Provided passage →
==========
Due to a history of being underserved in the U.S., Hispanic and Latino/a families may have less exposure or access to financial literacy education than white families. As a result, students who grew up in under-resourced environments may begin college without a firm understanding of what financial literacy means.

Simply put, this term encompasses skills related to using financial resources and understanding how to earn, budget, save, and invest money wisely. Enhancing one's financial literacy can help students make smart decisions about their money.

They can do this by understanding how student loans and interest rates work, creating a budget and sticking to it, and starting to save money early.

Keep reading to learn about factors in financial planning and where to find financial literacy resources tailored to Hispanic and Latino/a students.

Why Financial Literacy Is Important for Hispanic and Latino/a Students

  • Hispanic test-takers scored lower on TIAA Institute's 2021 financial literacy exam than white individuals: Hispanic test-takers scored an average of 41% on this financial literacy exam, compared to 55% for white examinees. Due to inequities in educational funding and resources, Hispanic individuals may have less access to financial literacy training in primary or secondary school.
==========
[Stored dataset items]
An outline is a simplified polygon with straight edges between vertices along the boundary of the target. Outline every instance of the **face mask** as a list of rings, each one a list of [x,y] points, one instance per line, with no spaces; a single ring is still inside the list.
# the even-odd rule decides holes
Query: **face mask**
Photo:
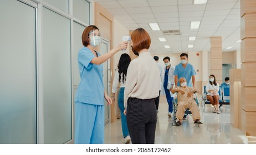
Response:
[[[139,56],[139,53],[134,50],[132,46],[131,46],[131,50],[132,50],[132,52],[134,53],[134,54],[135,54],[137,56]]]
[[[181,60],[181,61],[182,64],[185,64],[187,63],[187,61],[186,60]]]
[[[101,42],[101,39],[99,36],[90,37],[90,39],[91,40],[90,44],[94,47],[98,46]]]
[[[209,81],[212,82],[214,81],[214,78],[210,78],[209,79]]]
[[[187,85],[187,82],[184,82],[181,84],[181,86],[182,86],[182,87],[185,87],[186,85]]]

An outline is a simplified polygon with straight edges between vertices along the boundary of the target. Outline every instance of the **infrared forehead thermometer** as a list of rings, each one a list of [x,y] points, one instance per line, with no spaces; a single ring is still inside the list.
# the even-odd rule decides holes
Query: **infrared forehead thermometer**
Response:
[[[131,37],[130,36],[123,36],[122,37],[122,41],[124,42],[129,42],[131,41]],[[126,49],[122,49],[122,51],[125,51]]]
[[[123,36],[122,41],[129,42],[131,40],[131,37],[130,36]]]

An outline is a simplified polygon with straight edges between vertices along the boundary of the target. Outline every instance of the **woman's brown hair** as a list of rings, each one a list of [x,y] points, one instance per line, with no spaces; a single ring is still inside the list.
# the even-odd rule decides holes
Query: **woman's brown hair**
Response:
[[[137,52],[144,49],[148,49],[150,46],[150,37],[143,28],[135,30],[131,35],[131,39],[132,41],[132,49]]]
[[[217,85],[217,82],[216,82],[216,79],[215,78],[215,76],[214,75],[212,74],[212,75],[210,75],[210,76],[209,76],[209,78],[210,76],[212,76],[212,77],[213,77],[213,78],[214,78],[214,80],[213,81],[213,82],[212,82],[210,81],[209,81],[209,82],[210,82],[211,85],[212,85],[212,84],[214,84],[214,85],[216,86]]]
[[[84,30],[82,34],[82,43],[84,46],[87,46],[90,44],[90,38],[89,38],[90,32],[95,29],[99,30],[99,28],[95,25],[89,25]]]

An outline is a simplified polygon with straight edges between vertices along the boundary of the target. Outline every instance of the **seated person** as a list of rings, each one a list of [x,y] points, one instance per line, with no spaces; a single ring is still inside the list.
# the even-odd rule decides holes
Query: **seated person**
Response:
[[[206,99],[210,101],[215,108],[215,110],[213,112],[218,114],[221,113],[219,109],[219,84],[216,82],[215,76],[212,74],[209,76],[209,83],[208,83],[206,87],[206,91],[207,92]]]
[[[225,82],[223,82],[221,85],[221,88],[224,87],[229,87],[229,77],[226,77],[225,78]],[[223,92],[222,91],[222,96],[223,96]],[[225,102],[224,100],[223,100]],[[219,108],[221,108],[222,107],[222,104],[221,103],[219,104]]]
[[[194,93],[199,91],[198,89],[187,86],[187,81],[185,78],[179,79],[180,86],[172,90],[172,92],[177,92],[178,106],[177,108],[176,118],[178,120],[176,123],[176,126],[181,125],[182,118],[185,110],[189,108],[192,113],[193,120],[194,123],[202,124],[200,122],[201,116],[197,104],[194,100]]]

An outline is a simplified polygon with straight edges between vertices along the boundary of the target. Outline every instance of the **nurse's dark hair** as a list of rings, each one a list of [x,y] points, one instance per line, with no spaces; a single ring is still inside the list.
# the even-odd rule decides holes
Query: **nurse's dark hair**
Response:
[[[117,68],[118,73],[119,73],[119,82],[121,82],[121,79],[122,79],[122,82],[123,84],[125,83],[125,81],[126,80],[127,69],[129,66],[130,63],[131,62],[131,57],[126,54],[124,53],[121,55],[119,62],[118,63]],[[122,73],[122,77],[121,77],[121,74]]]
[[[87,46],[90,44],[90,38],[89,38],[90,32],[95,29],[99,30],[99,28],[95,25],[89,25],[84,30],[82,34],[82,43],[84,46]]]
[[[216,78],[215,78],[215,76],[213,74],[212,74],[212,75],[210,75],[210,76],[209,76],[209,78],[210,78],[210,76],[212,76],[212,77],[213,77],[214,78],[214,80],[213,81],[213,82],[212,82],[210,81],[209,81],[211,85],[212,85],[212,84],[214,84],[214,85],[217,86]]]

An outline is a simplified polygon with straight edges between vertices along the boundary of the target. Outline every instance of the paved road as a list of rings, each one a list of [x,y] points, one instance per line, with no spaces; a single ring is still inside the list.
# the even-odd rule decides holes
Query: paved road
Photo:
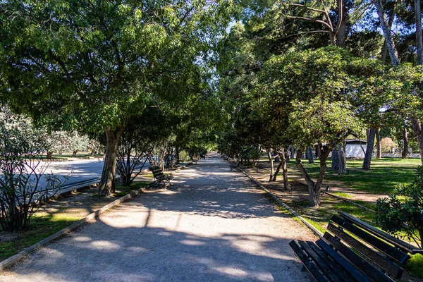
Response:
[[[313,240],[220,159],[178,172],[49,245],[0,281],[302,281],[288,246]]]
[[[65,181],[65,185],[75,184],[80,182],[92,179],[97,179],[102,176],[102,171],[104,162],[102,159],[76,159],[70,161],[51,161],[42,162],[39,168],[45,170],[46,173],[52,172],[59,176],[61,180],[64,180],[64,176],[68,179]],[[149,162],[146,162],[143,169],[149,167]],[[44,178],[42,179],[40,187],[45,186]]]

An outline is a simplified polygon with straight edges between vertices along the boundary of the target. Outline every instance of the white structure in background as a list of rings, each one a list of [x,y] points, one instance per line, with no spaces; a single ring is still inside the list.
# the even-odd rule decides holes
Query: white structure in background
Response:
[[[364,159],[367,141],[360,139],[345,140],[345,157]]]

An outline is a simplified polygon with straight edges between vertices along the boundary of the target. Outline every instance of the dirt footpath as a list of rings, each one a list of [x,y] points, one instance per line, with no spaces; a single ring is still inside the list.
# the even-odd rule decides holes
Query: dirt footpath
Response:
[[[288,246],[315,240],[208,156],[4,272],[0,281],[303,281]]]

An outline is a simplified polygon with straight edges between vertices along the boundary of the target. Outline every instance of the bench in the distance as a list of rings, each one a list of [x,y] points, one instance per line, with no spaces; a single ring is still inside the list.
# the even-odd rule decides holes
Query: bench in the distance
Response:
[[[170,185],[171,180],[173,179],[173,176],[164,174],[160,166],[150,166],[149,169],[153,173],[154,180],[157,184]]]
[[[323,238],[289,245],[317,281],[393,281],[408,254],[423,253],[345,212],[332,216]]]

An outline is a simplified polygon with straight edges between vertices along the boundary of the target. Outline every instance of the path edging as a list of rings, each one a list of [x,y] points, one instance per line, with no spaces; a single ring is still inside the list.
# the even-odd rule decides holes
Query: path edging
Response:
[[[233,162],[232,162],[232,161],[230,161],[230,162],[233,165],[234,165],[234,166],[235,165]],[[238,167],[238,169],[240,170],[240,171],[241,171],[243,173],[244,173],[251,181],[252,181],[256,185],[257,185],[260,189],[262,189],[262,190],[264,190],[264,192],[266,192],[266,193],[267,195],[269,195],[270,197],[271,197],[272,199],[274,199],[275,201],[276,201],[276,202],[278,204],[280,204],[282,207],[283,207],[289,212],[290,212],[294,216],[295,216],[298,219],[300,219],[301,221],[301,222],[302,222],[304,224],[305,224],[305,226],[307,227],[308,227],[308,228],[310,229],[313,233],[314,233],[316,235],[319,236],[319,238],[322,238],[323,237],[323,233],[321,232],[320,232],[314,226],[313,226],[312,225],[311,225],[302,216],[301,216],[300,214],[298,214],[298,213],[297,212],[295,212],[295,210],[293,210],[293,209],[291,209],[288,204],[286,204],[285,202],[283,202],[281,199],[279,199],[278,197],[276,197],[274,193],[272,193],[269,190],[267,190],[264,186],[263,186],[262,185],[262,183],[260,183],[254,177],[250,176],[243,168]]]
[[[179,171],[180,169],[186,167],[187,166],[188,166],[191,164],[192,163],[188,163],[184,166],[182,166],[180,167],[179,167],[178,169],[175,170],[174,171],[172,171],[172,173],[169,173],[169,174],[173,175],[173,173]],[[142,192],[144,189],[145,189],[144,188],[140,188],[135,191],[133,191],[130,193],[125,195],[125,196],[123,196],[122,197],[120,197],[119,199],[115,200],[112,202],[107,204],[106,205],[104,206],[101,209],[97,209],[97,211],[90,214],[85,218],[80,219],[78,221],[74,222],[73,223],[70,224],[69,226],[66,227],[66,228],[63,228],[62,230],[57,231],[56,233],[49,235],[49,237],[47,237],[46,238],[44,238],[41,241],[36,243],[35,244],[32,245],[32,246],[30,246],[30,247],[21,250],[16,255],[14,255],[11,257],[4,259],[4,261],[0,262],[0,271],[4,271],[4,269],[7,269],[8,267],[11,266],[12,265],[15,264],[16,262],[18,262],[20,259],[23,259],[23,257],[25,256],[28,255],[31,252],[44,247],[44,245],[49,243],[50,242],[53,241],[54,240],[59,239],[59,238],[63,236],[65,234],[75,230],[75,228],[77,228],[80,226],[82,226],[83,224],[86,223],[87,221],[89,221],[92,219],[96,219],[100,214],[103,214],[106,211],[118,205],[119,204],[121,204],[123,202],[125,202],[130,199],[133,198],[134,197],[135,197],[135,196],[138,195],[139,194],[140,194],[141,192]]]

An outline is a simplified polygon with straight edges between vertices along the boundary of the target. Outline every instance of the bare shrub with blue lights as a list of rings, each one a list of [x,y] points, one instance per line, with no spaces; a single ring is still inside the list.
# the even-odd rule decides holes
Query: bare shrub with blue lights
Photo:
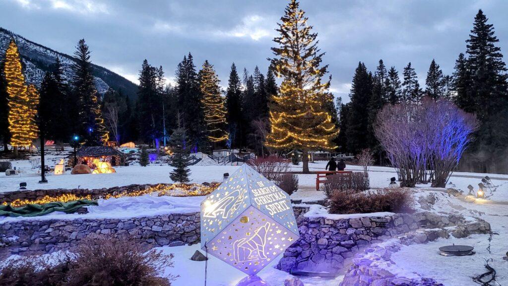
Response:
[[[325,193],[330,199],[336,192],[360,193],[369,188],[369,177],[360,172],[331,175],[327,177]]]
[[[331,197],[330,213],[369,213],[390,212],[411,213],[412,199],[407,189],[385,189],[361,193],[335,192]]]
[[[128,239],[86,239],[75,252],[9,260],[0,268],[0,286],[171,286],[176,276],[160,277],[173,266],[172,255],[145,252]]]
[[[388,105],[378,113],[374,132],[403,186],[433,181],[444,187],[478,123],[447,100]]]

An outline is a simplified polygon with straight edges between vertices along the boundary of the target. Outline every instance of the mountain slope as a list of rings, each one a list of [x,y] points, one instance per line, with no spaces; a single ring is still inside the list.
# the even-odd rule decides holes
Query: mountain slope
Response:
[[[0,27],[0,60],[5,56],[5,51],[11,37],[14,37],[19,49],[23,65],[25,76],[29,83],[39,86],[46,71],[49,70],[58,56],[64,69],[64,77],[69,80],[73,75],[71,67],[74,57],[57,52],[42,45],[27,40],[20,35]],[[132,100],[137,98],[138,86],[125,78],[102,67],[93,65],[94,76],[97,90],[104,94],[109,87],[122,91]]]

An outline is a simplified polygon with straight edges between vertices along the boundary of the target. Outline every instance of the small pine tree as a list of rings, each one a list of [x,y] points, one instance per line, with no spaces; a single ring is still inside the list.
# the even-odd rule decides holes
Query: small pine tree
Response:
[[[146,151],[146,147],[143,147],[141,148],[141,154],[139,156],[139,165],[146,167],[148,162],[148,152]]]
[[[188,144],[187,135],[185,130],[181,124],[179,114],[178,115],[178,126],[173,131],[169,139],[169,144],[174,154],[170,165],[175,168],[169,173],[169,177],[173,181],[181,184],[189,181],[190,170],[188,167],[190,165],[190,158],[186,148]]]

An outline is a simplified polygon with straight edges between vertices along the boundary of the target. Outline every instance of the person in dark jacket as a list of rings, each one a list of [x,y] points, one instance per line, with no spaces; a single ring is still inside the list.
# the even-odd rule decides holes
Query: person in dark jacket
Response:
[[[326,167],[325,167],[325,170],[327,170],[328,171],[336,171],[337,170],[337,163],[335,163],[335,158],[332,157],[330,161],[328,161],[328,164],[326,164]],[[329,174],[327,174],[327,175],[330,175]]]
[[[337,164],[337,168],[339,171],[344,171],[344,169],[346,168],[346,163],[344,162],[344,159],[340,159],[339,164]]]

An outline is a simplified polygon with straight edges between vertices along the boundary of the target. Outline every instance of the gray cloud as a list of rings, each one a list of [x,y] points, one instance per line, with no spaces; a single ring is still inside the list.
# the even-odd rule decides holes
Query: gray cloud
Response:
[[[285,1],[198,0],[7,0],[0,26],[54,49],[72,54],[84,38],[92,59],[132,80],[142,60],[162,65],[171,79],[190,52],[199,67],[214,65],[223,85],[234,61],[252,71],[268,68],[267,57]],[[479,9],[494,25],[506,52],[508,2],[303,0],[330,65],[332,90],[347,102],[359,61],[373,70],[382,58],[401,71],[411,61],[423,83],[433,58],[446,74],[465,50],[464,41]]]

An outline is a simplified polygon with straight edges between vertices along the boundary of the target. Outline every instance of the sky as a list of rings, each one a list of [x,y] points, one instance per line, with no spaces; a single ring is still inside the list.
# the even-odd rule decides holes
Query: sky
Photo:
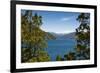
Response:
[[[54,33],[71,33],[79,26],[76,20],[80,13],[78,12],[60,12],[60,11],[36,11],[33,10],[32,14],[37,13],[42,16],[42,30]]]

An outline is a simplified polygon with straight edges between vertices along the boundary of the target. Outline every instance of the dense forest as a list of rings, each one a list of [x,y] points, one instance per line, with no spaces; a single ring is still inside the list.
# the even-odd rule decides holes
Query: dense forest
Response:
[[[52,34],[43,31],[42,16],[32,13],[32,10],[25,10],[21,13],[21,62],[47,62],[51,61],[49,54],[44,50],[48,47],[49,39],[56,39]],[[62,58],[56,57],[56,61],[64,60],[85,60],[90,58],[90,15],[80,13],[77,21],[80,22],[76,28],[75,52],[69,52]]]

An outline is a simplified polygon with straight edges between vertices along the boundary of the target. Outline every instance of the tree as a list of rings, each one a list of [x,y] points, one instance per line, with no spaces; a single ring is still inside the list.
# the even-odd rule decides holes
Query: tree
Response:
[[[45,32],[40,29],[42,16],[32,14],[32,10],[24,10],[21,14],[21,58],[22,62],[40,61],[40,54],[43,54],[44,61],[49,56],[44,51],[47,47]],[[40,53],[41,52],[41,53]],[[43,58],[42,57],[42,58]],[[42,60],[41,60],[42,61]],[[34,62],[34,61],[33,61]]]
[[[62,60],[61,56],[60,55],[57,55],[56,61],[61,61],[61,60]]]

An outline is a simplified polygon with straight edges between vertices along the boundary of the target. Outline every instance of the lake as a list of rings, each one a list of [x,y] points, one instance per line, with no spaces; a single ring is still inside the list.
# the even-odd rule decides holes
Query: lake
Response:
[[[74,51],[76,45],[75,39],[65,39],[65,40],[48,40],[48,52],[51,61],[56,61],[57,55],[60,55],[62,58],[68,52]]]

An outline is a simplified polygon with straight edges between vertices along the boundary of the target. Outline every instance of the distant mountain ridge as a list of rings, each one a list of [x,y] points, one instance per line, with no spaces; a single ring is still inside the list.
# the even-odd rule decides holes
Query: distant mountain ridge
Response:
[[[53,35],[56,39],[75,39],[75,32],[71,33],[54,33],[48,32],[49,34]]]

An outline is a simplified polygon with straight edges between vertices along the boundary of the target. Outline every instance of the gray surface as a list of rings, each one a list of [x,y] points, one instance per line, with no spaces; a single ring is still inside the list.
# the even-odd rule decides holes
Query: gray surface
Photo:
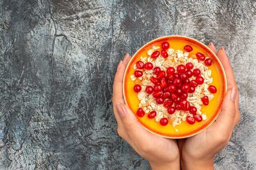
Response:
[[[215,166],[255,169],[255,1],[60,1],[0,0],[0,169],[150,169],[117,134],[112,85],[126,52],[171,35],[226,48],[241,120]]]

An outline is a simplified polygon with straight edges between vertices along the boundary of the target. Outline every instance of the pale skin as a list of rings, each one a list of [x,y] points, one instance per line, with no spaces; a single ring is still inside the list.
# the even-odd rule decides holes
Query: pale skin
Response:
[[[217,52],[212,42],[208,46],[223,66],[227,91],[216,120],[201,132],[187,138],[164,138],[148,132],[141,126],[125,104],[123,95],[123,78],[131,56],[127,54],[117,66],[112,97],[117,133],[148,161],[153,170],[214,170],[215,155],[227,144],[240,119],[237,87],[225,51],[221,47]]]

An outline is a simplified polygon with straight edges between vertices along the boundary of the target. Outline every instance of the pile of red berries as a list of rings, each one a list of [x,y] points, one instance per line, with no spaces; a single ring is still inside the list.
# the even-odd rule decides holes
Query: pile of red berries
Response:
[[[168,42],[164,42],[162,44],[162,50],[161,53],[155,51],[150,57],[157,58],[160,55],[167,58],[168,54],[166,50],[170,46]],[[193,50],[192,47],[187,45],[184,47],[184,49],[187,52]],[[211,59],[205,59],[205,56],[200,53],[196,54],[197,58],[200,61],[204,61],[204,64],[207,66],[211,66],[212,64]],[[154,84],[154,86],[148,86],[146,88],[146,92],[148,95],[152,94],[155,99],[156,102],[159,104],[163,104],[166,108],[169,114],[174,114],[176,110],[189,111],[193,114],[193,117],[189,115],[186,117],[187,121],[191,124],[194,124],[196,120],[200,122],[202,120],[202,117],[196,114],[197,108],[191,106],[187,100],[189,93],[193,93],[195,88],[204,83],[204,78],[200,75],[201,71],[200,69],[193,69],[194,65],[191,62],[187,63],[185,65],[180,64],[176,69],[172,67],[168,67],[166,71],[161,70],[159,67],[153,68],[153,64],[150,62],[145,64],[141,61],[138,61],[136,64],[137,68],[139,69],[153,70],[153,73],[155,75],[152,76],[150,81]],[[134,75],[137,77],[143,75],[143,73],[140,71],[136,71]],[[190,80],[192,76],[195,79]],[[134,91],[137,93],[141,90],[140,85],[136,84],[134,87]],[[209,86],[209,91],[212,93],[216,93],[217,89],[213,86]],[[202,98],[204,105],[208,105],[209,99],[208,96],[205,96]],[[139,108],[137,112],[137,115],[142,117],[145,115],[145,112],[142,108]],[[155,111],[153,111],[148,115],[149,119],[153,119],[156,116]],[[160,120],[160,123],[162,126],[166,126],[168,124],[168,120],[166,118],[163,118]]]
==========
Work to be completed →
Pick up the financial literacy passage above at the point where it stops, and continue it in the same style.

Solved problem →
  • U.S.-born Hispanic individuals ages 18-34 earned higher financial literacy scores than their peers born outside the country: Obtaining access to financial literacy coursework may be especially important for Hispanic students born outside the U.S. Many of these learners may not have been exposed to a U.S.-based financial literacy model while growing up.
  • As of 2016, more than 70% of Latino/a students took out loans to attend college: Seventy-two percent of Latino/a students take on student loan debt to get through college, compared to 66% of white students. Understanding how to responsibly address their debt while saving for the future is critical for building generational wealth and greater financial literacy within these communities.
  • Thirty-three percent of Hispanic borrowers put off marriage due to student loan debt and 37% delayed having children, compared to 19% and 27% of white borrowers: Hispanic and Latino/a students who master personal financial management may have an easier time paying down college loan debt and pursuing major life milestones. Financial literacy can provide the tools needed to budget, save, and achieve financial freedom.
  • Hispanic families have roughly one-fifth the wealth of white families: As of 2019, the median wealth for white families in the U.S. was $184,000 and $38,000 for Hispanic families. Because many Hispanic learners come from families with significantly less wealth than their white peers, they are more likely to take out student loans. Financial literacy can provide the tools needed to understand loan repayment plans while still building wealth.

Why is financial literacy important for Hispanic and Latino/a students to understand?

Our money mindset is our relationship, thoughts, habits, and behaviors around money. Many of these things are taught to us both directly and indirectly from our parents. When we think about making, spending, and saving money, if our families haven't been exposed to ways to grow wealth or optimize tax strategies we risk repeating the same type of financial cycles. The more knowledge we as a community have, the more empowered we'll feel.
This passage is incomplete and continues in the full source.